Nach der Hauptstadt waren Mazar-e Sharif (Provinz Balkh) im Norden und Feyzabad (Provinz Badakhshan) im Nordosten Stationen der Reise. Kunduz besuchte ich nicht, weil dort die Soldaten Wichtigeres zu tun haben, als einen Politikerbesuch zu organisieren. Umgekehrt war ein Besuch in Feyzabad überfällig, das bei Besuchen aus Deutschland wegen seiner schwierigen Erreichbarkeit meist links liegengelassen wird. (...)

Kunduz

(1) Rückblick: Seit 2004 besuchte ich fast zehnmal Kunduz. Bis zum vorigen Jahr waren die Fortschritte mit Händen zu greifen. Im Frühjahr 2007 hatte es etliche Monate ohne Zwischenfälle gegeben. Seit Verhaftung einer Terrorzelle war Ruhe. Das änderte sich schlagartig mit dem Selbstmordanschlag auf dem Markt von Kunduz am 19. Mai 2007, dem drei Bundeswehrsoldaten zum Opfer fielen. Auch wenn es damals eine breite Solidarisierung aus der Bevölkerung gab („Wir brauchen das PRT so nötig wie das Wasser zum Leben"), verschlechterte sich danach die Sicherheitslage, verstärkt seit Sommer/Herbst 2008, extrem seit April 2009. Seitdem gab es immer wieder Gefechte über mehrere Stunden, fiel am 29.4. erstmalig ein Bundeswehrsoldat im Kampf, töteten Bundeswehrsoldaten erstmalig in der Geschichte der Bundeswehr etliche Gegner im Kampf. Inzwischen ist die Rede von vielen hundert Aufständischen.

Aufgabe
An welchem Datum fand laut Quelle der Selbstmordanschlag auf dem Markt von Kunduz statt?

Datenblock
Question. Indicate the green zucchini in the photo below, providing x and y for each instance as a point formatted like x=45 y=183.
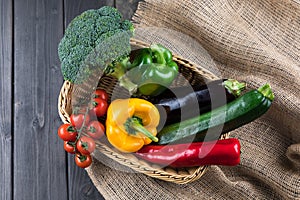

Antwort zur Übung
Am 19. Mai 2007.